INSTRUCTIONS FOR THE TASK
The answer must be every line of the records below that holds the word "green".

(Spatial localization data)
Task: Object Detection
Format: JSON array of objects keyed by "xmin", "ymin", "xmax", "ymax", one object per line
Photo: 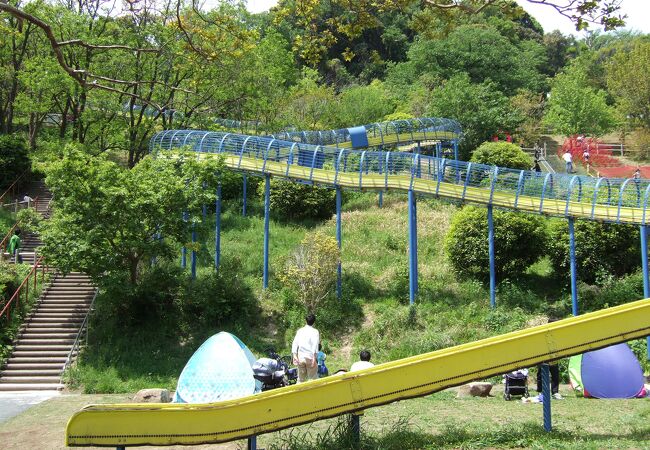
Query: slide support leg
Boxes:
[
  {"xmin": 191, "ymin": 223, "xmax": 197, "ymax": 279},
  {"xmin": 488, "ymin": 204, "xmax": 496, "ymax": 308},
  {"xmin": 242, "ymin": 174, "xmax": 248, "ymax": 217},
  {"xmin": 568, "ymin": 217, "xmax": 578, "ymax": 316},
  {"xmin": 336, "ymin": 186, "xmax": 342, "ymax": 299},
  {"xmin": 247, "ymin": 436, "xmax": 257, "ymax": 450},
  {"xmin": 350, "ymin": 414, "xmax": 361, "ymax": 445},
  {"xmin": 215, "ymin": 183, "xmax": 222, "ymax": 269},
  {"xmin": 408, "ymin": 189, "xmax": 418, "ymax": 305},
  {"xmin": 541, "ymin": 364, "xmax": 552, "ymax": 432},
  {"xmin": 641, "ymin": 225, "xmax": 650, "ymax": 359},
  {"xmin": 263, "ymin": 174, "xmax": 271, "ymax": 289}
]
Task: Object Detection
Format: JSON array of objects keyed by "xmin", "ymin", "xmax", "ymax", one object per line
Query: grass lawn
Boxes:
[{"xmin": 1, "ymin": 385, "xmax": 648, "ymax": 449}]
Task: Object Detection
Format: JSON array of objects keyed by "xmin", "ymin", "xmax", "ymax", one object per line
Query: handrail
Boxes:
[
  {"xmin": 0, "ymin": 170, "xmax": 28, "ymax": 207},
  {"xmin": 0, "ymin": 255, "xmax": 48, "ymax": 322},
  {"xmin": 63, "ymin": 287, "xmax": 98, "ymax": 373}
]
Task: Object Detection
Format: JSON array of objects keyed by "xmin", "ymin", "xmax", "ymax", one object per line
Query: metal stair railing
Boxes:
[
  {"xmin": 0, "ymin": 255, "xmax": 49, "ymax": 323},
  {"xmin": 63, "ymin": 287, "xmax": 98, "ymax": 373}
]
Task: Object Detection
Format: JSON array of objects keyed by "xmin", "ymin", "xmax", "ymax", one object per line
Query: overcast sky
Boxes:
[{"xmin": 245, "ymin": 0, "xmax": 650, "ymax": 36}]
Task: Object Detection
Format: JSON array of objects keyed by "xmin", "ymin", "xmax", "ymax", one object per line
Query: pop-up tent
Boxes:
[
  {"xmin": 569, "ymin": 343, "xmax": 646, "ymax": 398},
  {"xmin": 173, "ymin": 332, "xmax": 261, "ymax": 403}
]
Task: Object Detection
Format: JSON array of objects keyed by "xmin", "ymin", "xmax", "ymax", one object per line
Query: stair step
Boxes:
[
  {"xmin": 25, "ymin": 322, "xmax": 82, "ymax": 328},
  {"xmin": 30, "ymin": 312, "xmax": 87, "ymax": 317},
  {"xmin": 12, "ymin": 350, "xmax": 74, "ymax": 357},
  {"xmin": 16, "ymin": 338, "xmax": 76, "ymax": 344},
  {"xmin": 20, "ymin": 332, "xmax": 78, "ymax": 339},
  {"xmin": 1, "ymin": 369, "xmax": 63, "ymax": 376},
  {"xmin": 13, "ymin": 345, "xmax": 73, "ymax": 351},
  {"xmin": 0, "ymin": 383, "xmax": 64, "ymax": 391},
  {"xmin": 0, "ymin": 376, "xmax": 62, "ymax": 383},
  {"xmin": 21, "ymin": 328, "xmax": 79, "ymax": 333},
  {"xmin": 4, "ymin": 359, "xmax": 66, "ymax": 366}
]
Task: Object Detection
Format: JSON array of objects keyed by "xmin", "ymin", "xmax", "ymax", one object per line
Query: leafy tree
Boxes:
[
  {"xmin": 444, "ymin": 206, "xmax": 547, "ymax": 281},
  {"xmin": 328, "ymin": 80, "xmax": 396, "ymax": 129},
  {"xmin": 544, "ymin": 63, "xmax": 617, "ymax": 136},
  {"xmin": 543, "ymin": 30, "xmax": 578, "ymax": 77},
  {"xmin": 510, "ymin": 90, "xmax": 545, "ymax": 146},
  {"xmin": 606, "ymin": 39, "xmax": 650, "ymax": 129},
  {"xmin": 388, "ymin": 25, "xmax": 546, "ymax": 94},
  {"xmin": 426, "ymin": 73, "xmax": 522, "ymax": 158},
  {"xmin": 279, "ymin": 231, "xmax": 340, "ymax": 313},
  {"xmin": 279, "ymin": 68, "xmax": 336, "ymax": 130},
  {"xmin": 546, "ymin": 219, "xmax": 640, "ymax": 285},
  {"xmin": 471, "ymin": 142, "xmax": 532, "ymax": 170},
  {"xmin": 41, "ymin": 147, "xmax": 222, "ymax": 286},
  {"xmin": 0, "ymin": 134, "xmax": 30, "ymax": 188}
]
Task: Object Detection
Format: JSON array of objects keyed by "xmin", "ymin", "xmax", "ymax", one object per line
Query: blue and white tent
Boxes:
[{"xmin": 173, "ymin": 332, "xmax": 260, "ymax": 403}]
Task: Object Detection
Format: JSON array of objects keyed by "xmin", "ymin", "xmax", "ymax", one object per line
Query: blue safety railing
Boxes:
[
  {"xmin": 150, "ymin": 128, "xmax": 650, "ymax": 224},
  {"xmin": 214, "ymin": 117, "xmax": 462, "ymax": 148}
]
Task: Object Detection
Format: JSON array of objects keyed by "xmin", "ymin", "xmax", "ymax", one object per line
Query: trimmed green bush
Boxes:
[
  {"xmin": 444, "ymin": 206, "xmax": 547, "ymax": 280},
  {"xmin": 546, "ymin": 219, "xmax": 640, "ymax": 285},
  {"xmin": 470, "ymin": 141, "xmax": 533, "ymax": 170},
  {"xmin": 260, "ymin": 178, "xmax": 336, "ymax": 220}
]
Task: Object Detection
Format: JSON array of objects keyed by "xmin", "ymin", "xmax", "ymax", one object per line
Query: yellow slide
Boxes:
[{"xmin": 66, "ymin": 298, "xmax": 650, "ymax": 446}]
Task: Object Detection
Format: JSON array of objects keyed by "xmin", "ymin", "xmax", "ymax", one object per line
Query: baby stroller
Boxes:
[
  {"xmin": 503, "ymin": 369, "xmax": 529, "ymax": 400},
  {"xmin": 252, "ymin": 349, "xmax": 297, "ymax": 391}
]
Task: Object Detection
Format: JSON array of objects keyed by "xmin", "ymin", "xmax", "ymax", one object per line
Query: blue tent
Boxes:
[
  {"xmin": 569, "ymin": 343, "xmax": 646, "ymax": 398},
  {"xmin": 173, "ymin": 332, "xmax": 260, "ymax": 403}
]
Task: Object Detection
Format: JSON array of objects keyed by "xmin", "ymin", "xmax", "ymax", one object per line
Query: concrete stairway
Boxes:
[{"xmin": 0, "ymin": 272, "xmax": 96, "ymax": 391}]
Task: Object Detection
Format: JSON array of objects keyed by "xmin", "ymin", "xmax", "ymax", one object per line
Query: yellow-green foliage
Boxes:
[{"xmin": 280, "ymin": 231, "xmax": 340, "ymax": 313}]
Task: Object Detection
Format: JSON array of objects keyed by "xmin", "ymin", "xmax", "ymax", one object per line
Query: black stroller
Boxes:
[
  {"xmin": 252, "ymin": 349, "xmax": 298, "ymax": 391},
  {"xmin": 503, "ymin": 369, "xmax": 529, "ymax": 400}
]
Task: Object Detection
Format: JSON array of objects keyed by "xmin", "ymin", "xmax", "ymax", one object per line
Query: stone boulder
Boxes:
[
  {"xmin": 133, "ymin": 388, "xmax": 171, "ymax": 403},
  {"xmin": 456, "ymin": 382, "xmax": 493, "ymax": 398}
]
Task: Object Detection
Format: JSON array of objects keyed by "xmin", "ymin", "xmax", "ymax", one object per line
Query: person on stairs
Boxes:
[{"xmin": 7, "ymin": 228, "xmax": 22, "ymax": 263}]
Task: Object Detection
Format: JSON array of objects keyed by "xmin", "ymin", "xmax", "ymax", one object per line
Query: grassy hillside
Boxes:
[{"xmin": 67, "ymin": 190, "xmax": 649, "ymax": 393}]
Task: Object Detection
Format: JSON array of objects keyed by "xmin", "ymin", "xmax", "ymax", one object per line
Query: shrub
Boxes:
[
  {"xmin": 279, "ymin": 231, "xmax": 340, "ymax": 313},
  {"xmin": 0, "ymin": 134, "xmax": 30, "ymax": 189},
  {"xmin": 546, "ymin": 219, "xmax": 640, "ymax": 285},
  {"xmin": 470, "ymin": 141, "xmax": 533, "ymax": 170},
  {"xmin": 219, "ymin": 171, "xmax": 262, "ymax": 202},
  {"xmin": 444, "ymin": 206, "xmax": 547, "ymax": 281},
  {"xmin": 261, "ymin": 178, "xmax": 336, "ymax": 221}
]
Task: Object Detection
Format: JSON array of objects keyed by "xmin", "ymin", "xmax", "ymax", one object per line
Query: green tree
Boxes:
[
  {"xmin": 260, "ymin": 178, "xmax": 336, "ymax": 221},
  {"xmin": 444, "ymin": 206, "xmax": 547, "ymax": 281},
  {"xmin": 606, "ymin": 39, "xmax": 650, "ymax": 129},
  {"xmin": 328, "ymin": 80, "xmax": 396, "ymax": 128},
  {"xmin": 471, "ymin": 142, "xmax": 532, "ymax": 170},
  {"xmin": 426, "ymin": 73, "xmax": 522, "ymax": 158},
  {"xmin": 544, "ymin": 63, "xmax": 617, "ymax": 136},
  {"xmin": 0, "ymin": 134, "xmax": 30, "ymax": 188},
  {"xmin": 547, "ymin": 219, "xmax": 640, "ymax": 285},
  {"xmin": 41, "ymin": 147, "xmax": 222, "ymax": 286}
]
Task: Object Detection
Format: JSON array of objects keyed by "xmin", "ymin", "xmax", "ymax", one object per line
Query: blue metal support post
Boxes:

OUTPUT FOR THIS TASK
Query: trimmed green bush
Query: yellow-green foliage
Query: green tree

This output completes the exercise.